* What is required
Count the lines in the rows below that contain the string "body", with case counting, and reply with the number alone.

* Records provided
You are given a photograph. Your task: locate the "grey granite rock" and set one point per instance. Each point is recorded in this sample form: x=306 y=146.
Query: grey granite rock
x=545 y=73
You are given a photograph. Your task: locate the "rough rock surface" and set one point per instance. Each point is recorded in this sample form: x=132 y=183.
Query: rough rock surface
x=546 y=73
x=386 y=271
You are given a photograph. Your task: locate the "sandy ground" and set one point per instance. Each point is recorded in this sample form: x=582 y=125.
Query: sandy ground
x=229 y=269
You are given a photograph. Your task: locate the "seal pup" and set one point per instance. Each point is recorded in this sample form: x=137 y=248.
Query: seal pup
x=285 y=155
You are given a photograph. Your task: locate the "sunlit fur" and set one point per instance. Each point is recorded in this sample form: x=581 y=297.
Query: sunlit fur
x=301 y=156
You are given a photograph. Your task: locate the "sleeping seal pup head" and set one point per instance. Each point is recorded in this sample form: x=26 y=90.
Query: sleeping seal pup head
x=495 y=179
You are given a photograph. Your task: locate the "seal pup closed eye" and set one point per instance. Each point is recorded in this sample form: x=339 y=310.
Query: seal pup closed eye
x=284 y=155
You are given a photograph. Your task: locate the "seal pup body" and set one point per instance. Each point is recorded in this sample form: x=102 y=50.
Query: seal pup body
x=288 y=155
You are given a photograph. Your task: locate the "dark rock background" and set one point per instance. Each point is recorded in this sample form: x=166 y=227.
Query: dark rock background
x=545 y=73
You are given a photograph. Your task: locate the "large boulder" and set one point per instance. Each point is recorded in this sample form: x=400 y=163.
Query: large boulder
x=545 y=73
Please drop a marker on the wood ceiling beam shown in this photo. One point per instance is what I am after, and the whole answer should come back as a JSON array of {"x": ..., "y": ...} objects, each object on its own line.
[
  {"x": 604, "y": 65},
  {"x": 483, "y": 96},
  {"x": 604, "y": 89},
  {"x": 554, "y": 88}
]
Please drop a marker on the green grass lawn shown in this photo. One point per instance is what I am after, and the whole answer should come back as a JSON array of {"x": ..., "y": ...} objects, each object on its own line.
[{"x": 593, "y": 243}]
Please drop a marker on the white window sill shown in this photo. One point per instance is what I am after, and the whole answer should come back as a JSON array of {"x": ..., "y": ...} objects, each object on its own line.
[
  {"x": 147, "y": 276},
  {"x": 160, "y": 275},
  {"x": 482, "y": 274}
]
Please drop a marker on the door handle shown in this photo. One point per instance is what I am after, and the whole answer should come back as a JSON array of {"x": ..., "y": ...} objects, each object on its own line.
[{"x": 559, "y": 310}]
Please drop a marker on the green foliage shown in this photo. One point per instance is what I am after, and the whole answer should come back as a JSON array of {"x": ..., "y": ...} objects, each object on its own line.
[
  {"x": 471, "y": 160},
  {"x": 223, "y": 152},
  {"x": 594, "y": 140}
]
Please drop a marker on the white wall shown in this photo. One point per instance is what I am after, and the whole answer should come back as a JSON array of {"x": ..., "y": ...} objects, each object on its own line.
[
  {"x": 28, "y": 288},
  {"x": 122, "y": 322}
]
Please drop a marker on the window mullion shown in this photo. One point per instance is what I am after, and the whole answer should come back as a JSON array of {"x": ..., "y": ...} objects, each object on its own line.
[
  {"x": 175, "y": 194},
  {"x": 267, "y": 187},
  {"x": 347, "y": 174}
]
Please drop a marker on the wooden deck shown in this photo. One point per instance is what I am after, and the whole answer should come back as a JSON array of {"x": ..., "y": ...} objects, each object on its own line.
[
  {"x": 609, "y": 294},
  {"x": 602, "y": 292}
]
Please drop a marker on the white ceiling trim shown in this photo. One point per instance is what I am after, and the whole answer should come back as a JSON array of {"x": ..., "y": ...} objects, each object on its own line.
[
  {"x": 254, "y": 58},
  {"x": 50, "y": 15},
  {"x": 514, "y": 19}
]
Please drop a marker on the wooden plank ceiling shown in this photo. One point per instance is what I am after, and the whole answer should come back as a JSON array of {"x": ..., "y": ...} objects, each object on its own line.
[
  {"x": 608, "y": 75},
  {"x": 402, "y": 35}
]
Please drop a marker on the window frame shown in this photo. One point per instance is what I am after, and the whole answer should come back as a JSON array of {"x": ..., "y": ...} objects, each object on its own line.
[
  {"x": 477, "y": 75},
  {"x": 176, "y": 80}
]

==

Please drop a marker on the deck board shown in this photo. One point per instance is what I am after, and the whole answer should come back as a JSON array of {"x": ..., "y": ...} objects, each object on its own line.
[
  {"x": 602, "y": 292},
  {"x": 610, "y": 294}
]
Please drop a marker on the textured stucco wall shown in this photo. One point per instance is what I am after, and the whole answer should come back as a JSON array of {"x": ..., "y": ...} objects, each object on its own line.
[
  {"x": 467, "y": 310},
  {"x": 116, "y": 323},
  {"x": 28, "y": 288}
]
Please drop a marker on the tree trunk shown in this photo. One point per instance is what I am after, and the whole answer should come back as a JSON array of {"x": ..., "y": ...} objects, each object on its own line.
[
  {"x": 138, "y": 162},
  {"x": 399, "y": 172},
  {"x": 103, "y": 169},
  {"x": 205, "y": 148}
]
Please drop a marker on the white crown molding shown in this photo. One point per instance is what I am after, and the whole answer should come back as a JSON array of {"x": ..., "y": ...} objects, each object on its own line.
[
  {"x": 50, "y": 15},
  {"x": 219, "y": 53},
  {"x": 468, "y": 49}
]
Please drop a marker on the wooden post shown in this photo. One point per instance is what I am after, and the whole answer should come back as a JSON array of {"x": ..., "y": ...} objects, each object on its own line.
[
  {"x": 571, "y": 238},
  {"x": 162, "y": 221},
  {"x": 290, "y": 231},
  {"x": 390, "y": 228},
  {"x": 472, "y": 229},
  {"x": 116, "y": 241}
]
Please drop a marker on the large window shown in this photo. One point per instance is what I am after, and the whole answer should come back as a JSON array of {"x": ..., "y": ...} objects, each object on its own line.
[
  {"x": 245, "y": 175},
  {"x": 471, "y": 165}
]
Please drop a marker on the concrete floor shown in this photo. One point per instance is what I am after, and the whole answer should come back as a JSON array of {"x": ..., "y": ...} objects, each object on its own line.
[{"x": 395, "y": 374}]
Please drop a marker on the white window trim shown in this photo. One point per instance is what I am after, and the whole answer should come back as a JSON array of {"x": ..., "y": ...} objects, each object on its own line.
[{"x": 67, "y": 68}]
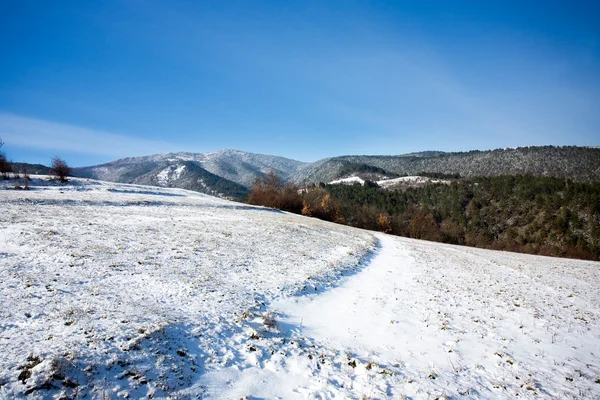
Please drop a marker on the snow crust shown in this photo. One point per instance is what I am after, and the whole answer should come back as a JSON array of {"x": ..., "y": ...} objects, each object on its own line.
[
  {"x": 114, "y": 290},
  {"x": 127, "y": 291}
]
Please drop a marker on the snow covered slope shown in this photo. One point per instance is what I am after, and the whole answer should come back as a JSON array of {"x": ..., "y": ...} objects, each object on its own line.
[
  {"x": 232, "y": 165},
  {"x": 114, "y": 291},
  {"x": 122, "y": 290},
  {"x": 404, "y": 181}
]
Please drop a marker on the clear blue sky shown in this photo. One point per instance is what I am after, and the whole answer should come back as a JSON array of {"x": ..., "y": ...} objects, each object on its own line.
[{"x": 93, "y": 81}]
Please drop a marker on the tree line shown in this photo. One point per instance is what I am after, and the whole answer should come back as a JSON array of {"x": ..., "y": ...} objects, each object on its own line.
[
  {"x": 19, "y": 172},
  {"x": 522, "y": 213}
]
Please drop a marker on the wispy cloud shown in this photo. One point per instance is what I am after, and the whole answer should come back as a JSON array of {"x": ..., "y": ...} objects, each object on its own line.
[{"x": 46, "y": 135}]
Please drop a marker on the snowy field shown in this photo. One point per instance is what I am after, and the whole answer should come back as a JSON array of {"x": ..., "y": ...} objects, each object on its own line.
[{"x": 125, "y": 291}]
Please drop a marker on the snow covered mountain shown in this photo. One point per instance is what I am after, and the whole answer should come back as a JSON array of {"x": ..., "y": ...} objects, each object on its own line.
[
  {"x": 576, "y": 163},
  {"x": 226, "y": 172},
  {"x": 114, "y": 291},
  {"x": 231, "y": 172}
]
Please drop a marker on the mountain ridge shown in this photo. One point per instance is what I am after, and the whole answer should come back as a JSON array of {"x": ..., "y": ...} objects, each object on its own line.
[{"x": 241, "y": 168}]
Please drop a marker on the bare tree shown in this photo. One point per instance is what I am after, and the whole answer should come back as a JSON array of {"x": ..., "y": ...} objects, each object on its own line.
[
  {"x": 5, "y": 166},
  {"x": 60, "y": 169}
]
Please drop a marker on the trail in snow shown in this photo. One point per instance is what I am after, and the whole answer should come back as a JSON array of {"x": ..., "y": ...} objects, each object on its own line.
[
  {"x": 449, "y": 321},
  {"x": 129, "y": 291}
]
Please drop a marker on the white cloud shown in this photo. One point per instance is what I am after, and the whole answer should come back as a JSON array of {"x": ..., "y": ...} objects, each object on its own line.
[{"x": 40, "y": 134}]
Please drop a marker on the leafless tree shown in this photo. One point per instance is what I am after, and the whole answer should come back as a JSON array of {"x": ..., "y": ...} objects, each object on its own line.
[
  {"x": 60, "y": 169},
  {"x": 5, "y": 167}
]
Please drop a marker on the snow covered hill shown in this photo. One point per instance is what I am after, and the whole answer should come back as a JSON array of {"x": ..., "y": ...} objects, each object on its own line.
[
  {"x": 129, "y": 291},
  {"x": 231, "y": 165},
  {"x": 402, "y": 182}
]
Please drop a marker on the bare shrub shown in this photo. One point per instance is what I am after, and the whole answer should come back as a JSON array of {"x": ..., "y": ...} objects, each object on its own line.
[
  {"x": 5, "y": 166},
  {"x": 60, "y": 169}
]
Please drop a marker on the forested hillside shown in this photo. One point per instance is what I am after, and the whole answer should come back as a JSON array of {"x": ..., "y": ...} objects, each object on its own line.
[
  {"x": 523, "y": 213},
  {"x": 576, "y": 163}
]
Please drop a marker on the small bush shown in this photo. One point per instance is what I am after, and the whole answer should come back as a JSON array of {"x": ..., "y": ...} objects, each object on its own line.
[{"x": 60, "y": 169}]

* Answer to this task
2